## ABOUT THIS EXERCISE
Nothing but an exact reproduction of the records, pictures excluded, should be returned.

## DATA EXTRACT
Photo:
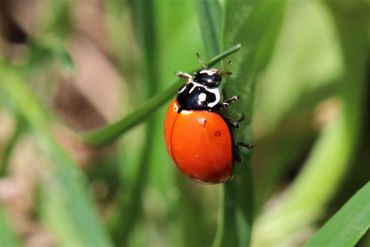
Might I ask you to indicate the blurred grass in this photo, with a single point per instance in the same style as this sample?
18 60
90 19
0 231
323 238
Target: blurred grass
65 207
348 225
321 55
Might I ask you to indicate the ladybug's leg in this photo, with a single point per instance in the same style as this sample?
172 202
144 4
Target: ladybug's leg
184 75
246 145
228 101
234 123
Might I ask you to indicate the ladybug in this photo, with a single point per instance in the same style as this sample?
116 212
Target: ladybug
197 136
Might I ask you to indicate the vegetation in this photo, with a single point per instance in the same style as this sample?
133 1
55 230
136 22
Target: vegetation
83 92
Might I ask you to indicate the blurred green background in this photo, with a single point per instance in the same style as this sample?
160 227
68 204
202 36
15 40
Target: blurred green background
69 67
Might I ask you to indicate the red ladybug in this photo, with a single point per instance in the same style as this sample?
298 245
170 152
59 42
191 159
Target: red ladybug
198 138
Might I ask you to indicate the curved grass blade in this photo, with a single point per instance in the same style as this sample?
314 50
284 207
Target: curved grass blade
209 18
111 132
348 225
255 24
7 236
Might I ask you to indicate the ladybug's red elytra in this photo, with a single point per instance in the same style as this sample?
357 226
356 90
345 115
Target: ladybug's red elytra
198 138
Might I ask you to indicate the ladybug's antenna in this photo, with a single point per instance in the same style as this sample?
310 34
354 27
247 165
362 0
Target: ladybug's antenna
201 61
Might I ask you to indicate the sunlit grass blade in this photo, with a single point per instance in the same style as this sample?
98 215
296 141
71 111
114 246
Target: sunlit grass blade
348 225
256 31
113 131
8 237
209 18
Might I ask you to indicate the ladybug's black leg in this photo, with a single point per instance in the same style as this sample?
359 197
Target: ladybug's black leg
234 123
236 154
184 75
228 101
246 145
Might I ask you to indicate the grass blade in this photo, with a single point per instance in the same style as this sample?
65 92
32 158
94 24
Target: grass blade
209 18
348 225
111 132
7 235
255 24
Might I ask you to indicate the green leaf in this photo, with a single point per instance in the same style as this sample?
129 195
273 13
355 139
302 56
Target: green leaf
209 18
111 132
348 225
66 209
255 24
8 237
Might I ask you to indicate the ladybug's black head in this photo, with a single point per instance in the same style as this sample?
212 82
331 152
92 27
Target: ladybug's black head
208 77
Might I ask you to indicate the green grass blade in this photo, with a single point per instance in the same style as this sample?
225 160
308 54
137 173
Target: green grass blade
348 225
209 18
66 209
111 132
8 237
254 24
8 149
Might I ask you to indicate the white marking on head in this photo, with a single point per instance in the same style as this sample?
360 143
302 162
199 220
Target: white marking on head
209 71
202 97
216 92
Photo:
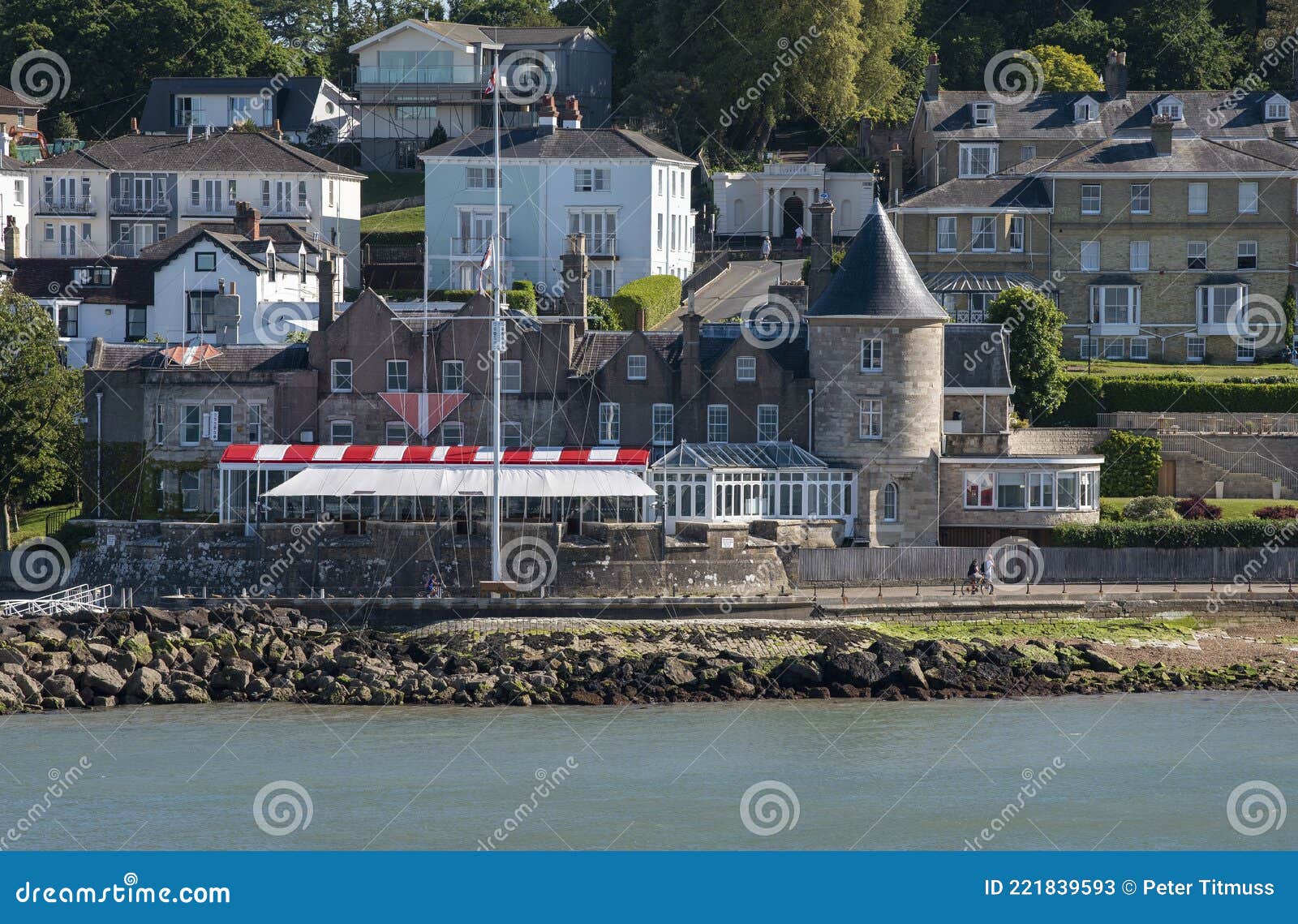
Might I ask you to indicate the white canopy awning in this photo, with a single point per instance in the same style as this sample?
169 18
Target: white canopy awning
389 480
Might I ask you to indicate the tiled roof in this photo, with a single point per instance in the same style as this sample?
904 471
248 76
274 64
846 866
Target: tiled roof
876 278
975 357
1211 112
227 151
992 192
52 277
233 359
561 143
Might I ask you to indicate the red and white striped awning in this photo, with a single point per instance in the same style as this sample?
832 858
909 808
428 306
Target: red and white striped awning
247 453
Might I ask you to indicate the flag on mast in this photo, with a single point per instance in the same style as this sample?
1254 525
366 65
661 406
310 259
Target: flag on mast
482 269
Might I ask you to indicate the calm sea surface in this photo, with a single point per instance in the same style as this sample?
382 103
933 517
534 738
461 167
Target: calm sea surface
1150 771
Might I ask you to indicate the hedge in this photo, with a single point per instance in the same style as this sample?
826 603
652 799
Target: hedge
1090 395
1232 534
659 296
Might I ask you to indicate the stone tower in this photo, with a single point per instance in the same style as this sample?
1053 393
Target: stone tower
875 343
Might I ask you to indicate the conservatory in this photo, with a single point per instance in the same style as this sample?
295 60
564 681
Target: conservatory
750 480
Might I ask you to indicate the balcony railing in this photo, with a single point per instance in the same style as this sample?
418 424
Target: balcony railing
67 205
142 207
451 74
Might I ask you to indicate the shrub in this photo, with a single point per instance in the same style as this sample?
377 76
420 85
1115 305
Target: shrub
1131 465
659 296
1153 508
1197 508
1246 532
1278 512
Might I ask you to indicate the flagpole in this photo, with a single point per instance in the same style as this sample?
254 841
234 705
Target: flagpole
497 333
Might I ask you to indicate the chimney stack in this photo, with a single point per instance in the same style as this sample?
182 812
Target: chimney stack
577 272
1161 132
247 221
1115 75
571 113
11 240
547 114
324 274
896 168
932 74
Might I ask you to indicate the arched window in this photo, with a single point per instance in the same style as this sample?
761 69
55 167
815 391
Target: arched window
891 502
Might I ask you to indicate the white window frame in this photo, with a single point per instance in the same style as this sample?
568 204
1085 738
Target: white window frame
718 423
341 379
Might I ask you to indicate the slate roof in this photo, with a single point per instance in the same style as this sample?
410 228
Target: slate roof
234 359
295 100
1189 155
1210 112
52 278
227 151
561 143
974 359
992 192
876 278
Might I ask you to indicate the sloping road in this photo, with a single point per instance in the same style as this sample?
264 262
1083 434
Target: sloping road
727 294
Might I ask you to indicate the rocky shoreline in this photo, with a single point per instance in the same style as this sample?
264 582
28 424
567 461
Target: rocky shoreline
256 655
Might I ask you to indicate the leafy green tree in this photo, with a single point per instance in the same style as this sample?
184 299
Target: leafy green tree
1064 71
1034 327
39 402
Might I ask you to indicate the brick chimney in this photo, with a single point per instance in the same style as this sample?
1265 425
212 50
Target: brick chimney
932 75
247 221
1161 132
1115 75
822 249
577 272
547 114
11 240
571 113
324 275
896 174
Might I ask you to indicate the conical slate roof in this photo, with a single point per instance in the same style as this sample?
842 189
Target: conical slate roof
876 278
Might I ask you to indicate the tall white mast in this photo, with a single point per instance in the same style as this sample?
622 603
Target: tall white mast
497 333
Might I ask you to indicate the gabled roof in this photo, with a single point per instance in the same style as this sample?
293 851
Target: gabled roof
226 151
876 278
558 144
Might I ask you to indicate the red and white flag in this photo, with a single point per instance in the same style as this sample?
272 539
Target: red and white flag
482 269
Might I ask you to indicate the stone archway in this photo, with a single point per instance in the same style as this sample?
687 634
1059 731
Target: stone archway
792 216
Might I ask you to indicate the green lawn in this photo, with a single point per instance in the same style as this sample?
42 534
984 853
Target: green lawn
1201 372
404 220
380 187
1232 508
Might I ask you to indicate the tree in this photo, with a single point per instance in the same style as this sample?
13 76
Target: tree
39 402
1064 71
1034 327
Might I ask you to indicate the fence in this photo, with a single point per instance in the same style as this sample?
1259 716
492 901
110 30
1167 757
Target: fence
1118 566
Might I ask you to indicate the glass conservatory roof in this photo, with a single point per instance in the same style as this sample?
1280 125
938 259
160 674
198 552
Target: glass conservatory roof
739 456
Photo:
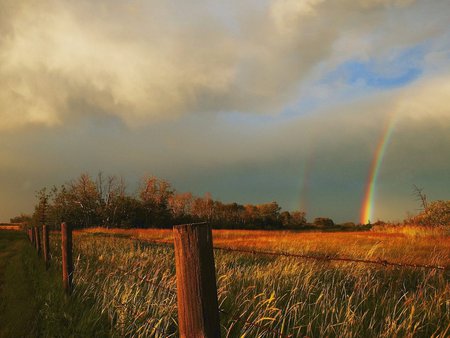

## EXERCISE ANSWER
Photo:
Might I ask you to indicate the blurred grass in this photo, with a single point per instance in the same style as this sample?
18 60
90 19
0 231
323 238
Target: blurred grass
65 207
348 225
321 55
Might I ask you to indicate the ladybug's leg in this photo, with a single point per instance in the same style as this sample?
172 202
144 4
Target: ladybug's leg
184 75
246 145
228 101
234 123
Might I ask you to indicate the ladybug in this photo, with a single point per instance in the same style as this sample?
116 212
Target: ladybug
197 136
Might I ask you to indicate the vegetation in this photo, with a single point per instance in the same style as this sample?
133 1
55 230
136 22
Target: vegetation
83 92
Might I ask you to indicate the blurred green background in this photo, with a single point per instance in the same style as this sample?
160 227
68 204
202 36
15 40
Target: blurred green background
69 67
Might I ask you to indicate the red ladybug in this photo, with a single point per instance in the same style as this sample?
298 245
170 152
59 42
191 159
Target: red ladybug
198 138
Might I ask you to indicate the curved grass blade in this photo, with a single point per instance in the same style as this sample?
314 50
284 207
Target: curved grass blade
209 18
111 132
348 225
255 24
7 236
Might I ask you to indicate the ladybug's red elytra in this photo, with a single point per instance in the same style as this sample?
357 226
356 90
345 115
Target: ladybug's red elytra
198 138
Might I ask you to indicate the ladybug's antenna in this photo, with a single point per instance in the same style as this sample?
310 34
354 27
247 165
362 0
Target: ladybug's antenna
201 61
Might I ask you to indicate the sunlit grass blade in this photo, with a single point per instance in the same style as this sample?
98 215
296 141
71 111
114 246
Target: sunlit grass blade
348 225
256 31
113 131
8 237
209 18
Might I ask you to indicate the ladybug's black leg in this photo, with a single point per instance in the same style as this sample?
359 197
Target: ladybug's black leg
234 123
236 154
184 75
228 101
246 145
Might I ask you to indicate the grass blade in this photo, with a single point per instance in the same style as this sample?
65 92
32 158
94 24
Target: grass blade
209 18
348 225
111 132
7 235
255 24
Might I ask you to indicate the green leaf in this photo, with a single point per instance in the same style as this sample?
129 195
273 13
355 139
302 56
Target: green leaf
209 18
111 132
348 225
66 209
255 24
8 237
Might I ask you to indicate the ladybug's black head in this photo, with a single point per instance in the same style as this sample?
212 82
331 152
92 27
Target: ladybug's black head
208 77
Might I ask you to indicate the green grass blade in this photo, with a single point per instance in the same style as this sample?
225 160
308 54
137 173
Target: green grass blade
348 225
209 18
66 209
111 132
8 237
254 24
8 149
Might I ask you to indicate the white marking on head in this photo, with a single point per instance in the same style as this sample?
360 143
302 162
199 220
Target: white marking on head
209 71
202 97
216 92
Photo:
Might I ask you to indicate the white canopy awning in this photo, with a single point per instance in the same style as this sample?
169 18
Target: white canopy awning
389 480
Might I ask you to indicate the tiled roof in this photo, with a single point per instance in the same style as this sample?
904 471
248 76
274 64
846 866
Target: tiled roof
876 278
975 357
1211 112
227 151
992 192
52 277
233 359
561 143
Might I ask you to indicate the red and white striped awning in this photo, with a single point per instance in the same style as this sample?
832 858
909 808
428 306
Target: red and white striped awning
247 453
Might I ask you to indicate the flag on mast in this photo, with a single point per instance in the same style as this sample?
1254 525
366 65
661 406
310 259
Target: flag on mast
482 269
Might I ask you to indicate the calm sea surface in this photo, with a single point per instance in the same style as this sample?
382 103
933 517
534 738
461 167
Target: calm sea surface
1150 771
Might I ask you to indicate the hedge in this photo, with a single point per instance in the same style as this sample?
826 603
652 799
Target: hedge
1090 395
1232 534
659 296
Might I ask you to indicate the stone tower in this photo, with a single point per instance in the same style as this sample?
1053 393
Target: stone tower
875 343
Might I ask you to indicate the conservatory in this photo, with a single point per instance in the same style as this sample?
295 60
564 681
Target: conservatory
750 480
Might I ask you to indicate the balcony railing in this photo, with a single point per instance in the same style as this sample?
418 424
Target: balcony railing
67 205
142 207
451 74
Might I ask you to indicate the shrub in this photo, with a single point per instance in the same style as this sample?
377 76
420 85
1115 305
Target: shrub
1131 465
659 296
1153 508
1197 508
1246 532
1278 512
Might I ask you to indicate the flagpole in this photo, with a single point per instance in the same style as this sample?
254 841
234 705
Target: flagpole
497 333
Might I ask you to indicate the chimney stack in this photo, with a single point per instance in the same style as this sample?
182 812
Target: chimney stack
577 272
1161 132
247 221
1115 75
571 113
11 240
547 114
324 274
896 168
932 74
Might I ask you to indicate the arched window in this photo, with a single point per instance in the same style as this sample?
761 69
55 167
815 391
Target: arched window
891 502
Might I ask you to indicate the white window frame in this photo, with a single point per instance in the same style as this sample?
568 204
1085 738
Target: white window frame
718 423
341 379
Might I ask you to indicate the slate roof in this photo, with a single point per instance in the same style as this sample?
410 228
Target: slate roof
234 359
295 100
1189 155
1210 112
52 278
227 151
561 143
974 359
992 192
876 278
Might I ask you to indicate the sloping road in this photo, with a single point per instance in the same style as this sample?
264 262
1083 434
Target: sloping road
727 294
Might I ask you to indicate the rocky shoreline in this photo, with a single point per instance in the same style as this sample?
264 582
28 424
567 461
Target: rocky shoreline
256 655
Might I ask you to indicate the leafy green tree in this photo, with a single point per instance in the same style as this sample?
184 299
Target: leafy green tree
1064 71
1034 327
39 402
Might I ask you to indicate the brick chimney in this photo, with a single point per instance in the same style as this sample?
1265 425
212 50
Target: brick chimney
932 75
247 221
1161 132
1115 75
822 249
577 272
547 114
11 240
571 113
324 275
896 174
Might I ask you to indicate the conical slate roof in this photo, with a single point per instance in the same style as this sample?
842 189
Target: conical slate roof
876 278
Might I ask you to indicate the tall white mast in this photo, with a single point per instance in the same style as this sample?
622 603
Target: tall white mast
497 333
Might I ask you to indicate the gabled roof in this photo, with a single point per instance in the same style as this sample?
293 851
Target: gabled roof
226 151
876 278
558 144
Might I ask you to indicate the red and white flag in this photo, with a single point per instance in the same style as this sample?
272 539
Target: red and white flag
482 269
Might I ask you to indicate the stone archway in this photo, with a single point per instance in the same style as this sample?
687 634
1059 731
Target: stone archway
792 216
Might I ask you to indicate the green lawn in this photo, with a single point per instance in the same style as this sample?
42 534
984 853
Target: green lawn
1201 372
404 220
380 187
1232 508
Might I ask you to indicate the tree in this photo, with a single point per instance in the same style as this sample?
13 76
Target: tree
39 402
1064 71
1034 327
Might I ask you to indicate the fence in this photo, with a single point per instance in the same style as this sample?
1259 716
492 901
110 30
1167 757
Target: fence
1118 566
Might I ask you to indicate the glass conservatory roof in this photo, with a single point per instance in the same style as this sample?
1280 125
938 259
160 674
198 552
Target: glass conservatory roof
739 456
Photo:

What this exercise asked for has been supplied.